_EXERCISE PROMPT_: The conference account below names the topics that many of the meeting's papers covered. List each of those topics.

_TEXT UNDER STUDY_:
╔══

I’ve just returned from a week-long conference of the Acoustical Society of America (ASA) in New Orleans. The Acoustical Society has a very broad remit, serving all professionals and academics working with sound and acoustics. This intersects the fields of architecture, engineering, medical imaging, music, speech and language, signal processing. underwater acoustics, acoustical oceanography, and of course, animal bio-acoustics.
The ASA has meetings twice a year and for various reasons – such as proximity to various institutions and/or regional characteristics, the conference will congeal around certain themes. So it wasn’t surprising that there was an Animal Bioacoustics (AB) session on the Gulf of Mexico. This day-long session was themed in memoriam to the late University of New Orleans physics professor George Ioup and was co-hosted by the Acoustical Oceanography and Underwater Acoustics groups.
This collaboration set the tone for the entire meeting. So while there we a few AB papers specifically focused on animals, there were many papers on modeling, propagation, and characterization of sound-sources and their measure. There were a number of really great papers, although most of them probably a bit dry for those reading this. But there was one paper that inferred something that stimulated my imagination.

╚══

_PROVIDED DATA_:
╔══

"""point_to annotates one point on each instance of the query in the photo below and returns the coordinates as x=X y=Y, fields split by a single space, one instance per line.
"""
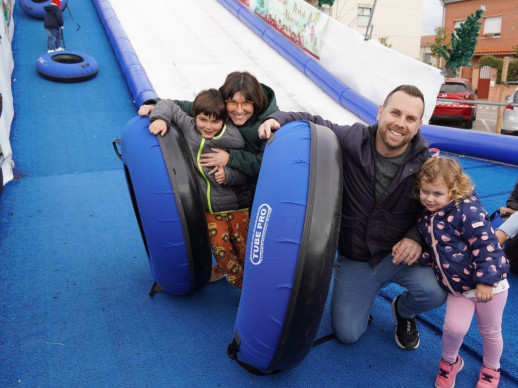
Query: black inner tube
x=67 y=58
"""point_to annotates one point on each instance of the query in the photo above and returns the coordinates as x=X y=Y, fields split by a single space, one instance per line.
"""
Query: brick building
x=498 y=35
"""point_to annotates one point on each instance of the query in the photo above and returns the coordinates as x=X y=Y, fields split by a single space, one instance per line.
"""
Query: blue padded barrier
x=497 y=147
x=501 y=148
x=491 y=146
x=291 y=247
x=138 y=81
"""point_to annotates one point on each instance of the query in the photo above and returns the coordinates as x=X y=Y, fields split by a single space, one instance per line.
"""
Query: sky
x=432 y=16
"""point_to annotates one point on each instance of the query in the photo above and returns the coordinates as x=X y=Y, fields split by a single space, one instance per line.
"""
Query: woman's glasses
x=246 y=105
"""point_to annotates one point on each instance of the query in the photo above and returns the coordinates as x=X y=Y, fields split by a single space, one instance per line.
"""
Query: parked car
x=510 y=115
x=456 y=89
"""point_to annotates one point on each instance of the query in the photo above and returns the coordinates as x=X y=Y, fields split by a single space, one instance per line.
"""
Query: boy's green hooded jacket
x=247 y=160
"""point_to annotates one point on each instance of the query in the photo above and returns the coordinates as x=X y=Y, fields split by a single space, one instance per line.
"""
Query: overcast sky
x=432 y=16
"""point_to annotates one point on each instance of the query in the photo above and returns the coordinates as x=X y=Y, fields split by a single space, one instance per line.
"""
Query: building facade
x=498 y=36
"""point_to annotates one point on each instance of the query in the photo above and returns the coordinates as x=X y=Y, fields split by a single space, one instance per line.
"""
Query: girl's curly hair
x=459 y=184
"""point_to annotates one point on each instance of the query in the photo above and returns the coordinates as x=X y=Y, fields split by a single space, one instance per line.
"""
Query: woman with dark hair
x=248 y=104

╚══

_ANSWER TO THE EXERCISE_:
- Modeling
- Propagation
- Characterization of sound-sources and their measure